■ **Document text**:
⁂
A little knowledge...

so one is forced to conclude that PaV doesn't know very much about the biology of cell death (or possibly biology at all).

Dave had visions again: This time he noticed Mendelian Genetics and the Genetic Code exploding. Soon there'll be nothing left from common biological knowledge.

THE STUPID! IT BURNS!

I mean, geez, sparc, did you have to do that! I felt my eyeballs melting from the concentrated idiocy. Couldn't they at least put a minute fraction of effort into actual science, instead of this concentrated nonsense. It makes the UFO fanatics seem logical.

And Dave Scott, yeah, acording to him every new discovery is the detah of some aspect of biology. Pity it wasn't predicted by any ID types, and it's just another "materialistic" genetic mechanisms that follows the central dogma. Sheesh!

There is a ring of "irreducibility" to the idea of a "program", since each part of a "program" is indispensable and likewise an integral part of the program's intended output. Genetics is looking everyday to be more and more like an exercise in computer programming---just as IDists have predicted.

Look, here's a non-irreducibly complex program. function y=addoneto(x) y=x+1 y=y+0 end

That whole post can be summed up as "Heh! The evolutionists said 'program'!"

...from that post:

"This is just very good programming.

Go God!"

Based on the math presented there [in Behe & Snoke], it appears that this sort of mutation combination could arise about 10^14 times a year, or something like 100 trillion times a year.

Rule #2: Every evolutionary biologist must take a class in computer programming.

(waits for someone to check the approval queue...)

Yes, but we know that computer programs can in fact be irreducibly complex. A couple of lifetimes ago I submitted a short job to the university computer center. Unburst from the one page of output that was mine was the entire 100 pages or so of the university's Cobol program for printing payroll checks.

Naturally, I browsed through this to see what real Cobol looked like. There was one page of code, with comments at the top:

"This routine is never executed because it is no longer called by any other routine. However, when I delete this code, the program no longer works."

The comment was signed and dated, as one might expect, by the maintenance programmer.

Come to think of it, the whole history of software engineering has been the result of realizing that all programs eventually become irreducibly complex through the normal evolutionary path we call the software lifecycle.
⁂
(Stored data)
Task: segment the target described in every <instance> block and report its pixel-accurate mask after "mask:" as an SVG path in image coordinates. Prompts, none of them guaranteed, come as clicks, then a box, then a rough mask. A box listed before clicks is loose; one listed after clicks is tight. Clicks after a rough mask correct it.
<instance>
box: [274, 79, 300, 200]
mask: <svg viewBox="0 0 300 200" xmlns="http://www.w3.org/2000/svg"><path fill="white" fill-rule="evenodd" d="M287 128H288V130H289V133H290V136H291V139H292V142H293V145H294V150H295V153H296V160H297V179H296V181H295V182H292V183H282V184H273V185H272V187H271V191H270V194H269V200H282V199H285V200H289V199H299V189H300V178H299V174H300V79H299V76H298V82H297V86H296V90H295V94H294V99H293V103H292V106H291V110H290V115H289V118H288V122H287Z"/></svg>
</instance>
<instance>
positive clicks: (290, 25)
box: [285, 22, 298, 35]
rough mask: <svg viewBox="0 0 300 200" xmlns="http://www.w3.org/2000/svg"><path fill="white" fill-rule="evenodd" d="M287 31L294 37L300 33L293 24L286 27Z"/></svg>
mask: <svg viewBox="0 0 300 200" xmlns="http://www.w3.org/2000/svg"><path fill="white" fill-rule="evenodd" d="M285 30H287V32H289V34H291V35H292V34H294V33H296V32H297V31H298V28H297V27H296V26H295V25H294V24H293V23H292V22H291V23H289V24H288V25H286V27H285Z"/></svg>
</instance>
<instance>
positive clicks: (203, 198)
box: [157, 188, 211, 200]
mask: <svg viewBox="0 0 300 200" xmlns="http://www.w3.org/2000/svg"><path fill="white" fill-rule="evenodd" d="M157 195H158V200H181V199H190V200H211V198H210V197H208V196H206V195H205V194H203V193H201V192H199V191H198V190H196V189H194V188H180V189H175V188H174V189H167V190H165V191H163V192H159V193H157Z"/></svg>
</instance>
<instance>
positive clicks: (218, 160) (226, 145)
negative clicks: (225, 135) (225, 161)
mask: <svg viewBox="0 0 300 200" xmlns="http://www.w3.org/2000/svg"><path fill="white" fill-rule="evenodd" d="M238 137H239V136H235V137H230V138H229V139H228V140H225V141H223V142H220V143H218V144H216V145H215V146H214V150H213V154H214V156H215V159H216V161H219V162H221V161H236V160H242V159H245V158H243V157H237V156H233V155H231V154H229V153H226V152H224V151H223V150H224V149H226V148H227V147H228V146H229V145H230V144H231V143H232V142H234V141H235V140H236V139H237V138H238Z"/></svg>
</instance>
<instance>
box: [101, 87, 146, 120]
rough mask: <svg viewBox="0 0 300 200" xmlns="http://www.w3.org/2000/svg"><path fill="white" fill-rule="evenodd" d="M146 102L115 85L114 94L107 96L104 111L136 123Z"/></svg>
⁂
■ **Required tasks**:
A) Write out the part of the forum thread on irreducibly complex programs that runs from "There is a ring" through "very good programming.", copied word for word.
B) Based on the math in Behe & Snoke, how often could the mutation combination arise, according to the forum thread on irreducibly complex programs?
C) Check each statement against the forum thread on irreducibly complex programs. For each, answer yes or no and quote the words that settle it.
(i) The university's Cobol program for printing payroll checks ran to about 100 pages.
(ii) The comment on the Cobol code was left unsigned.
(iii) Rule #2 says every evolutionary biologist must take a class in statistics.

■ **Set of answers**:
A)
There is a ring of "irreducibility" to the idea of a "program", since each part of a "program" is indispensable and likewise an integral part of the program's intended output. Genetics is looking everyday to be more and more like an exercise in computer programming---just as IDists have predicted.

Look, here's a non-irreducibly complex program. function y=addoneto(x) y=x+1 y=y+0 end

That whole post can be summed up as "Heh! The evolutionists said 'program'!"

...from that post:

"This is just very good programming.

B) About 10^14 times a year, or something like 100 trillion times a year.

C)
(i) Yes: "the entire 100 pages or so of the university's Cobol program for printing payroll checks."
(ii) No: "The comment was signed and dated, as one might expect, by the maintenance programmer."
(iii) No: "Rule #2: Every evolutionary biologist must take a class in computer programming."